PROBLEM TO WORK ON: Would you repeat exactly the part of the listing below that runs from the line containing "column 295, row 215" down to the line containing "column 877, row 37", inclusive, and nothing else?

= Beginning of Section =

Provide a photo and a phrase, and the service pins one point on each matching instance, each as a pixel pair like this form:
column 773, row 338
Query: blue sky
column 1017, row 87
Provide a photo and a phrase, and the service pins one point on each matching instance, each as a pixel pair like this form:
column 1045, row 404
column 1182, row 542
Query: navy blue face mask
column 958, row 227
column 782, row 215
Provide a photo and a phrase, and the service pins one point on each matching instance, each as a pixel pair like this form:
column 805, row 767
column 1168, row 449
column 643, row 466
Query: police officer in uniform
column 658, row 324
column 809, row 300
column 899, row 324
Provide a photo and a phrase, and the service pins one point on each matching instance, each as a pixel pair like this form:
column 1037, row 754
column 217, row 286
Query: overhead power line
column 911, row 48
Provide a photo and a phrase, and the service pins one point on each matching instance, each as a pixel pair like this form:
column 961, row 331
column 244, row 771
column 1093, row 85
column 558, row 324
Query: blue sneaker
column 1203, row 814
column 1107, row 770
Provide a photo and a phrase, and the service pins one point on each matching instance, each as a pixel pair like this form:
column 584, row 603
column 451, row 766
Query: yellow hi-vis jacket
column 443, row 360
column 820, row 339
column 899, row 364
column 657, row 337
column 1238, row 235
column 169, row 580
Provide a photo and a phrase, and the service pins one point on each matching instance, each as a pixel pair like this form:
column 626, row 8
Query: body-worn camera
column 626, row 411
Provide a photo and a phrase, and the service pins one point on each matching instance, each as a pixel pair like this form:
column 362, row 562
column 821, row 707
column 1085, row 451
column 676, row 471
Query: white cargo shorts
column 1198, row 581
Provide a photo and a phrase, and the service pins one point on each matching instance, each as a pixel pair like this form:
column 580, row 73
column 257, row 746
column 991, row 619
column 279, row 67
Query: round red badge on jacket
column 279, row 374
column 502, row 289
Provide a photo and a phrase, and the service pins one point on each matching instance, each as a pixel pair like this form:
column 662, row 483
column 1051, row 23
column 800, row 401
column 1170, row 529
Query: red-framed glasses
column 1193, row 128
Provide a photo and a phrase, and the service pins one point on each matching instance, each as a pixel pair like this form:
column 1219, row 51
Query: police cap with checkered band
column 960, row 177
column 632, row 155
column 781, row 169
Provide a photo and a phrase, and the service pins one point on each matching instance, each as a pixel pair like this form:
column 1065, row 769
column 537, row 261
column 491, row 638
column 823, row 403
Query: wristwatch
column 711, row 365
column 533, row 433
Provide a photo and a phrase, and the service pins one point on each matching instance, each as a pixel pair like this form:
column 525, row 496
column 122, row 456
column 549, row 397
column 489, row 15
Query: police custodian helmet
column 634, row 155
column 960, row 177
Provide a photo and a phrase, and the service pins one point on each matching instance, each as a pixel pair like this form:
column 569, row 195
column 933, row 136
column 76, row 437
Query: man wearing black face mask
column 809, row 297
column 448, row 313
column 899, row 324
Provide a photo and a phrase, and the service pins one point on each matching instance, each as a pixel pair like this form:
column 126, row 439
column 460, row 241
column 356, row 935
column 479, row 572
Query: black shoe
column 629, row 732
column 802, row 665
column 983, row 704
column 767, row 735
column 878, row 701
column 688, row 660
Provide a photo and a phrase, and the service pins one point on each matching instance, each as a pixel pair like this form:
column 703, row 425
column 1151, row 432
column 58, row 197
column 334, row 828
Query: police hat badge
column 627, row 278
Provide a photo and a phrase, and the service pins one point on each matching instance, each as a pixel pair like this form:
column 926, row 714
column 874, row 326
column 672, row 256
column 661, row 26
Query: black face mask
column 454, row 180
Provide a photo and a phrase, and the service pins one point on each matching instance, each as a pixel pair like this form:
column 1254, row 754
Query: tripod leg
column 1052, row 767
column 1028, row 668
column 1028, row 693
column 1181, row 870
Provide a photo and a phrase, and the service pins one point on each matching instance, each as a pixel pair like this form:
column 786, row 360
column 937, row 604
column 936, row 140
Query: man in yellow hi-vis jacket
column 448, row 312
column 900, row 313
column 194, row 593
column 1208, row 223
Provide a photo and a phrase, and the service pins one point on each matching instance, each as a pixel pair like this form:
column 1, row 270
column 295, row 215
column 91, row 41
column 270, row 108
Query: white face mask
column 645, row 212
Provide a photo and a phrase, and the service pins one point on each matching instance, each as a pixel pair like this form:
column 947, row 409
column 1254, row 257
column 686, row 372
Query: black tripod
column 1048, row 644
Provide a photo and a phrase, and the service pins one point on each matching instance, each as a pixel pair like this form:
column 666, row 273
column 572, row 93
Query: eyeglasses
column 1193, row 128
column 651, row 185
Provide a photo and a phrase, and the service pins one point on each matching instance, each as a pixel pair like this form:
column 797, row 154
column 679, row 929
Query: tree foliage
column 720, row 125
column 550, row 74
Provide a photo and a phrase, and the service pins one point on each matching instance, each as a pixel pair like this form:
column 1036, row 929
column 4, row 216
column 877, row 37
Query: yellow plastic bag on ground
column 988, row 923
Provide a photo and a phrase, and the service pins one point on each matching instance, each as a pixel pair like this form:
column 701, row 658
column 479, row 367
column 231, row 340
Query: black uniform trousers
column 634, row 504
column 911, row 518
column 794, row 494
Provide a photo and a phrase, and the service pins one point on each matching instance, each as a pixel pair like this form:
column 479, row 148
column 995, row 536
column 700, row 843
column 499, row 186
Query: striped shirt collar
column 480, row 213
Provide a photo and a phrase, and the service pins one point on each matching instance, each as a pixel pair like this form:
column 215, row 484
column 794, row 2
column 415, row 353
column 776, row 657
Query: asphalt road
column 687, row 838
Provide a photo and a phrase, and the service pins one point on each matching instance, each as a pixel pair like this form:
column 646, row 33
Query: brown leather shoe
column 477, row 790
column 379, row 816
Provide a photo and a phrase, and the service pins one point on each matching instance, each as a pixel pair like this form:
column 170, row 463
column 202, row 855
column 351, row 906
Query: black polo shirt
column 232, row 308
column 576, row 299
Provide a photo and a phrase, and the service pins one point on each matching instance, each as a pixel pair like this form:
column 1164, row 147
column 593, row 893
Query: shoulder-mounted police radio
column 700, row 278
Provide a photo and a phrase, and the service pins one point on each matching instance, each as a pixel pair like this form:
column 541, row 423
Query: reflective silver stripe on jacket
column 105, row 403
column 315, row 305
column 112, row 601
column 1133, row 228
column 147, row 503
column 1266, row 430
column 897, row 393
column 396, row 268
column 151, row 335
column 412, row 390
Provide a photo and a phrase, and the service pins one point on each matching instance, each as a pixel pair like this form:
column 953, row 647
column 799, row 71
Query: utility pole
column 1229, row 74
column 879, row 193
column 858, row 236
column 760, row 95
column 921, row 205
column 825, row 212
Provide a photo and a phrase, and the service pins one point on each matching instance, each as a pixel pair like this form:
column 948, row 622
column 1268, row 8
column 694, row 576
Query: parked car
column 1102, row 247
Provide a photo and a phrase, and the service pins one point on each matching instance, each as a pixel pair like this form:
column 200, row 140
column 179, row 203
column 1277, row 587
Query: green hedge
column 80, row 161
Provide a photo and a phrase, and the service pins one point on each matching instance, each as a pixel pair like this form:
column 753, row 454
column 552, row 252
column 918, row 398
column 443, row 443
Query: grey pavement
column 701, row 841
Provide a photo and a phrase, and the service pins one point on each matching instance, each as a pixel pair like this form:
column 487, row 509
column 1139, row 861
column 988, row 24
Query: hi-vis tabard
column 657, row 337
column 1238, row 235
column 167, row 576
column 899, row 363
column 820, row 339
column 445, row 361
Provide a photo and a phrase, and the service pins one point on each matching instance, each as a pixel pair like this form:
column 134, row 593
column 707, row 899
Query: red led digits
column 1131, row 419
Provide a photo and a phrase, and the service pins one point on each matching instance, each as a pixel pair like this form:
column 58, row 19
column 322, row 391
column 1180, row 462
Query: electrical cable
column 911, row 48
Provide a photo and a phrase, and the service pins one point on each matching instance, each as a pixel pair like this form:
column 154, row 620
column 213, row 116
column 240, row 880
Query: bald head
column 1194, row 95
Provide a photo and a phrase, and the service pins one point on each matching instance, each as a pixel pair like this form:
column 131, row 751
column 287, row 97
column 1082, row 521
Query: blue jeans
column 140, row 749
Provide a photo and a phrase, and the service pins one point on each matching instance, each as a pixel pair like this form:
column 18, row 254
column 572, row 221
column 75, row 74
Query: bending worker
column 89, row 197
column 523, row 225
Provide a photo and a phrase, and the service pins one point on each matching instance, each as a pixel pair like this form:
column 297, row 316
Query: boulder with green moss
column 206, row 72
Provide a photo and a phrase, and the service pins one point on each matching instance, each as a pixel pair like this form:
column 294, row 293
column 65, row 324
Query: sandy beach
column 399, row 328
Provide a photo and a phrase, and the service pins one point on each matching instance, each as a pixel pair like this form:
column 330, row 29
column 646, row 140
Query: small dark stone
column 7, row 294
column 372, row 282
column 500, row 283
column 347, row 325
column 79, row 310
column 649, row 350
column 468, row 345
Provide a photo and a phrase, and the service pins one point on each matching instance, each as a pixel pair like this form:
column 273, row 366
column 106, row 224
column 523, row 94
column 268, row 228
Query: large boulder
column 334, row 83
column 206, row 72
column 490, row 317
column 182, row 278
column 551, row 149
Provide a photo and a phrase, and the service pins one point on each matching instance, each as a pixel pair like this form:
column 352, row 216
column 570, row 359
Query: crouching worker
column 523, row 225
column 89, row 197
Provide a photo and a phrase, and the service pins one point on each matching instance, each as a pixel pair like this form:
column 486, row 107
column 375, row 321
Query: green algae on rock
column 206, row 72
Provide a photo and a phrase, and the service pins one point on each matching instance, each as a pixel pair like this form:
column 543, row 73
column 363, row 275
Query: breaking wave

= End of Section =

TASK RESPONSE:
column 295, row 215
column 91, row 41
column 270, row 108
Query: white face mask
column 645, row 212
Provide a photo and a phrase, and the service pins one point on each matching instance, each as a pixel pair like this form:
column 947, row 409
column 1254, row 257
column 686, row 372
Query: black tripod
column 1048, row 644
Provide a photo and a phrase, and the service pins one point on each matching instance, each as a pixel pair like this form:
column 666, row 273
column 572, row 93
Query: eyeglasses
column 1193, row 128
column 651, row 185
Provide a photo and a phrase, and the service pins one point on each matching instance, each as a pixel pair like this form:
column 797, row 154
column 679, row 929
Query: tree foliage
column 720, row 125
column 550, row 74
Provide a photo and a phrase, and the service pins one point on each matching instance, each as a pixel pair like this form:
column 1036, row 929
column 4, row 216
column 877, row 37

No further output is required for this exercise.